▶ Task objective
Copy the data from the line that contains "[locate] puppy's ear" to its last line, exactly, including both of those lines and leaving out everything before.

▶ Data for the task
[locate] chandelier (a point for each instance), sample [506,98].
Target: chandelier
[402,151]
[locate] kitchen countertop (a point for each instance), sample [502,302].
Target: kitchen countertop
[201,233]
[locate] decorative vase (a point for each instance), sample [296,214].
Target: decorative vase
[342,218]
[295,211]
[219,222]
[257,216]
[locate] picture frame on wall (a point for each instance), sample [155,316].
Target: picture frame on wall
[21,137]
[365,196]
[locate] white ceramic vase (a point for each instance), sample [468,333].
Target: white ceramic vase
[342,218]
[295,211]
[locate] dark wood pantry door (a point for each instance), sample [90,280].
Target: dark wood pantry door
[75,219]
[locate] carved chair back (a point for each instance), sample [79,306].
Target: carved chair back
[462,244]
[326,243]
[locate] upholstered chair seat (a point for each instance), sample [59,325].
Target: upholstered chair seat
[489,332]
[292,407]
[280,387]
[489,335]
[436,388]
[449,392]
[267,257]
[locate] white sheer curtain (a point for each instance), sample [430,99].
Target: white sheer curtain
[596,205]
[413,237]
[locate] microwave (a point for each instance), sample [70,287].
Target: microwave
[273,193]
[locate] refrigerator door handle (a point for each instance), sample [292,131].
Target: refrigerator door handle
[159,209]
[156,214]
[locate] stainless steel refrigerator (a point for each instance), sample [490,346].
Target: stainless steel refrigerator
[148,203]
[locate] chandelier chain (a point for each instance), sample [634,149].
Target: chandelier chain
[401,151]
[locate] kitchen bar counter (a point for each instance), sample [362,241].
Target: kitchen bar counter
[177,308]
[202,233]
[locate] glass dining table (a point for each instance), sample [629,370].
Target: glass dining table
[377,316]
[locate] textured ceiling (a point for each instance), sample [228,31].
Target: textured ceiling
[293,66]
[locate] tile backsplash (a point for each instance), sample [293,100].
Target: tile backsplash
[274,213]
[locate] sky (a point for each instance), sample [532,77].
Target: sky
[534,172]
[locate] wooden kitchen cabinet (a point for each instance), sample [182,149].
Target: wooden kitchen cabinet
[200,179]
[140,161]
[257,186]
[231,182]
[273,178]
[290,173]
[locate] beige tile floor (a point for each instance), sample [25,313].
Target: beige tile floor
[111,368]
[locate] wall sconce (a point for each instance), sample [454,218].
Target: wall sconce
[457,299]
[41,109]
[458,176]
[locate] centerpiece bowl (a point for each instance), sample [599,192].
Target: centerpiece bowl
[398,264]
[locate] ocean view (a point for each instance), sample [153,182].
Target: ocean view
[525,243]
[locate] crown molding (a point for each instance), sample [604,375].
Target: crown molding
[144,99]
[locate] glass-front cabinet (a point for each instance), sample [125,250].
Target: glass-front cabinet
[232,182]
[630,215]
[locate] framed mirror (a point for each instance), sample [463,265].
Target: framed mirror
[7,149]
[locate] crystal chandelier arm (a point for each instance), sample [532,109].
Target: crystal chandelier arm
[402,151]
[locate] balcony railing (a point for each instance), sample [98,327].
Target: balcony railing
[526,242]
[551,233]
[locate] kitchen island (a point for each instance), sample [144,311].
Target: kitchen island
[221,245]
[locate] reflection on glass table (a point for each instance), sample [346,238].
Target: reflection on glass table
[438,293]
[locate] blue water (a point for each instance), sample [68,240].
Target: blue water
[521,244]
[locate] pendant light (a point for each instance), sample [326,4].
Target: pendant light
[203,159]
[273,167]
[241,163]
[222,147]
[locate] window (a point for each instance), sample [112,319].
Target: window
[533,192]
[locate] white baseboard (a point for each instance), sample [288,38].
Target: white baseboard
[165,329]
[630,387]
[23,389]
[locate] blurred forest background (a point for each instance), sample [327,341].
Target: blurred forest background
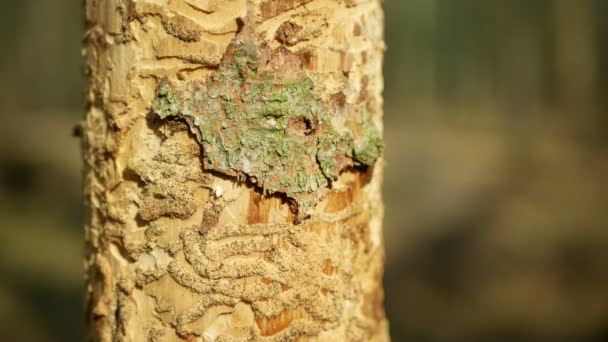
[496,186]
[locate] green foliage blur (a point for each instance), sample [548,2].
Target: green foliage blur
[496,184]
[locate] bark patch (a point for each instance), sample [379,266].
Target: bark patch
[273,131]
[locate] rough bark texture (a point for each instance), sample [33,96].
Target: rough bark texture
[233,170]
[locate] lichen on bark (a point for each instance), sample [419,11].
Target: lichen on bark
[273,131]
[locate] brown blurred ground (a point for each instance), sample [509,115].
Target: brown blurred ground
[496,184]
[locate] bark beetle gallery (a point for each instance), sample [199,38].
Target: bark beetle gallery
[232,170]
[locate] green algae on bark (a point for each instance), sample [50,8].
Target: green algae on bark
[277,133]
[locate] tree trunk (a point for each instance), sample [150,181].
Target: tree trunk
[233,170]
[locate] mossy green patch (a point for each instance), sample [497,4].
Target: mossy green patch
[274,132]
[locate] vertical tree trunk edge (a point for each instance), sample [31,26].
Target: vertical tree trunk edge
[233,169]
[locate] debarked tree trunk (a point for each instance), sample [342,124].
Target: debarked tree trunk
[232,170]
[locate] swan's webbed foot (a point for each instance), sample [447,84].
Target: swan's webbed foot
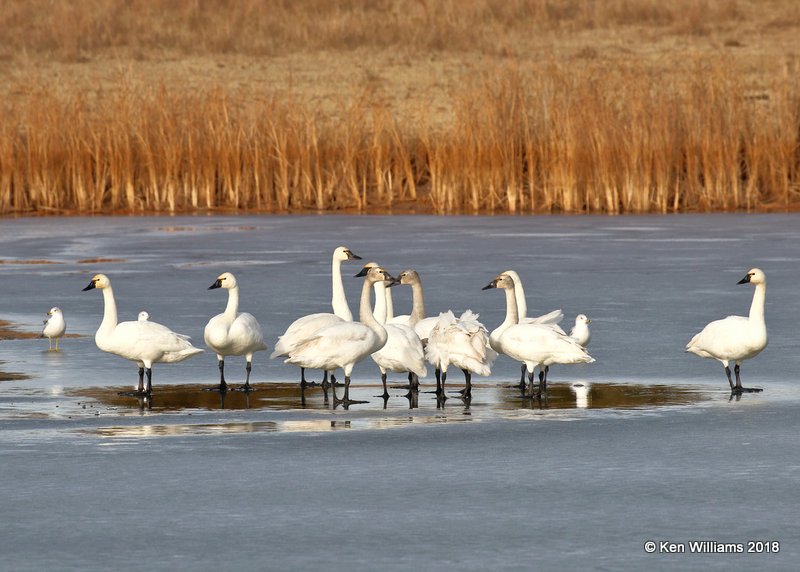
[738,390]
[221,388]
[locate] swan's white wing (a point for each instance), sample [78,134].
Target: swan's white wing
[402,351]
[148,341]
[731,338]
[302,329]
[335,346]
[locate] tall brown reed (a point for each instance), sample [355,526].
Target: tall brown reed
[565,140]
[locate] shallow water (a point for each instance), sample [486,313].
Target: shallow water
[644,444]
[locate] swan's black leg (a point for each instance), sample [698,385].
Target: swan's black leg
[467,391]
[325,384]
[728,373]
[223,385]
[246,387]
[531,385]
[385,391]
[738,389]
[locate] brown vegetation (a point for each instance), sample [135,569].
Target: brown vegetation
[610,106]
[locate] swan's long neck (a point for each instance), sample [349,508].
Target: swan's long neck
[417,304]
[511,319]
[522,304]
[389,304]
[381,312]
[512,311]
[339,300]
[109,310]
[233,303]
[365,313]
[757,307]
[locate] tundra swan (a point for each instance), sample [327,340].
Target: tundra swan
[462,342]
[141,341]
[533,344]
[736,338]
[552,318]
[344,344]
[580,333]
[303,328]
[403,351]
[417,320]
[54,326]
[232,333]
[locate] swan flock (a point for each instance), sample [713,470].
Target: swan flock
[401,344]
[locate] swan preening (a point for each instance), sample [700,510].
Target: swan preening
[54,326]
[551,320]
[535,345]
[580,331]
[403,351]
[344,344]
[462,342]
[232,333]
[141,341]
[736,338]
[303,328]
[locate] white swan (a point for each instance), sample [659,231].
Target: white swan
[417,320]
[736,338]
[344,344]
[403,351]
[580,331]
[462,342]
[303,328]
[552,319]
[144,342]
[54,326]
[533,344]
[232,333]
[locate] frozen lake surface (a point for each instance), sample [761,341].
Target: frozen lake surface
[645,444]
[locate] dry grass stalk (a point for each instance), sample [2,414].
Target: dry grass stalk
[563,141]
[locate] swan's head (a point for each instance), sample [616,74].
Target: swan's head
[224,280]
[754,276]
[98,281]
[343,253]
[501,281]
[365,270]
[378,274]
[408,277]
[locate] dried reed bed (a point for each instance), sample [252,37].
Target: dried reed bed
[74,31]
[565,140]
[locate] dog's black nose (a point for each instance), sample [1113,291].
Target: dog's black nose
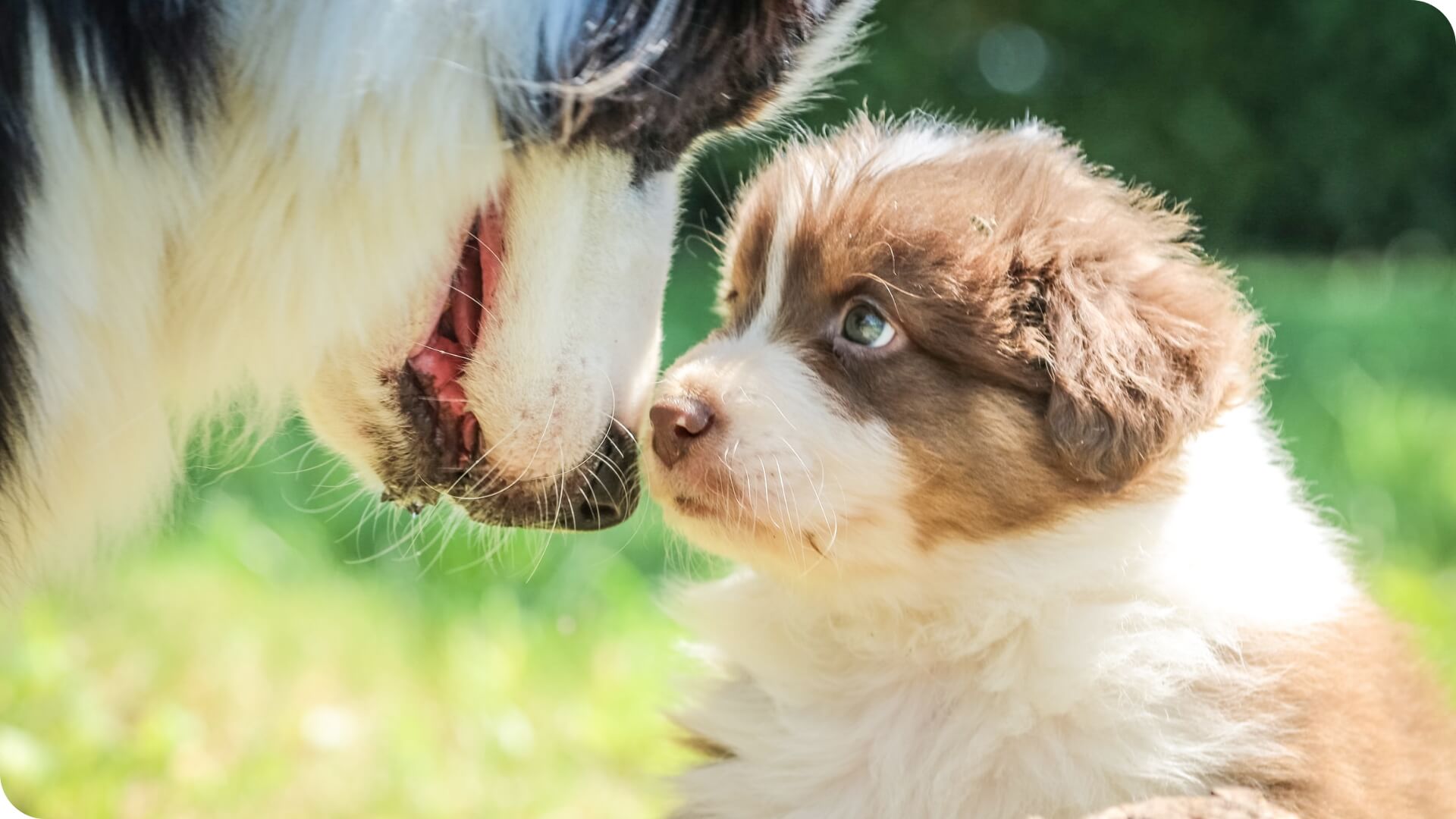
[610,493]
[677,425]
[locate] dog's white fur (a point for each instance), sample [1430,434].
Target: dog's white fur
[315,223]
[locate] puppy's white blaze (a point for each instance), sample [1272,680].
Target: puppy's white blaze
[801,465]
[573,338]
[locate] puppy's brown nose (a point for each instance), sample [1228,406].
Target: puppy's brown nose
[677,425]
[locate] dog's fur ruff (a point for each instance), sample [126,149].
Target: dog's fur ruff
[1040,553]
[202,197]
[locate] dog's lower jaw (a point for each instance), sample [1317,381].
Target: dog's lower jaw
[1052,673]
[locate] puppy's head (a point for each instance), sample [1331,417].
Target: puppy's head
[941,335]
[504,390]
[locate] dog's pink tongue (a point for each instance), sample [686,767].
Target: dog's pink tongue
[471,303]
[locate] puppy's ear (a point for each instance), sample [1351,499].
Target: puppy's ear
[1141,353]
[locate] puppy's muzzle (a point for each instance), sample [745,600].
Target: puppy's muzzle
[679,425]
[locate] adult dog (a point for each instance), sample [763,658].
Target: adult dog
[444,223]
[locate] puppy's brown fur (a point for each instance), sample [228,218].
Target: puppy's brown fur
[1069,381]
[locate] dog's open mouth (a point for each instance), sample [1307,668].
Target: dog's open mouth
[431,391]
[447,455]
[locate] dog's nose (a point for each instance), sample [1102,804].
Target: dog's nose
[677,425]
[612,487]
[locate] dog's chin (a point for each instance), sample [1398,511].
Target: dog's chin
[400,417]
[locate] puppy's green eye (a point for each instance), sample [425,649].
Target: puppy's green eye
[865,325]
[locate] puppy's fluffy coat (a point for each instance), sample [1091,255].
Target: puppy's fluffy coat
[984,428]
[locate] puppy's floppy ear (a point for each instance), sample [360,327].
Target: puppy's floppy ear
[1141,352]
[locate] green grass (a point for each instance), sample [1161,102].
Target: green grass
[271,656]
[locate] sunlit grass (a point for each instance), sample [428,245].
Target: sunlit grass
[271,656]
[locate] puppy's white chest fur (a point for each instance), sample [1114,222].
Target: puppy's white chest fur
[1053,673]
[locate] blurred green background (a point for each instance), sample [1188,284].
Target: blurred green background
[286,648]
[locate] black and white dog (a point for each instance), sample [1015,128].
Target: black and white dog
[446,224]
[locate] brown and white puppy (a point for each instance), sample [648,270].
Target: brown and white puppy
[984,430]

▶ Task result
[locate] puppy's ear (a point for each instance), sample [1351,499].
Target: puppy's ear
[1141,353]
[locate] puppy's muzzle (a point for each instance), sample [745,600].
Target: puppy's muzzle
[679,425]
[locate] adult dog (a point for each instance), sample [763,658].
Target: adult dog
[444,223]
[locate] puppy's brown fur (a point for each instance), sample [228,218].
Target: puppy's brown fur
[1069,381]
[locate] dog's open mouth (a point for each instance), sample [1307,668].
Target: dog's open mouth
[431,391]
[447,455]
[locate] dog's nose (a point for each instance), sample [1102,804].
Target: dog's nose
[677,425]
[612,487]
[locate] dog's chin (a point for each instance), sample [1398,511].
Target: dog's chin
[400,417]
[locate] puppy's green eye (a point for each instance), sample [425,649].
Target: puppy's green eye
[865,325]
[locate] puppy's fluffy coat (a point for each instance), sample [1091,255].
Target: puppy's fluffy coat
[984,428]
[locate] puppy's floppy ear (a point for each instance), sample [360,327].
Target: puppy's floppy ear
[1141,352]
[locate] green grass (a point for each instance), sample [1161,102].
Target: green grass
[271,656]
[locate] sunlit grass (a point for each instance), sample [428,245].
Target: sunlit grass
[271,656]
[locate] puppy's white chest fur (a point for each instance), sample [1114,222].
Target: puppy's white chest fur
[1053,673]
[locate] blurred green background (a point for each instance), sample [1188,284].
Target: blurred green background
[286,648]
[locate] black and white dog (a point for each instance), sample [1015,128].
Target: black and white dog
[446,224]
[locate] brown and white puppy (a point for each instance), sample [648,270].
Target: brown and white puppy
[984,430]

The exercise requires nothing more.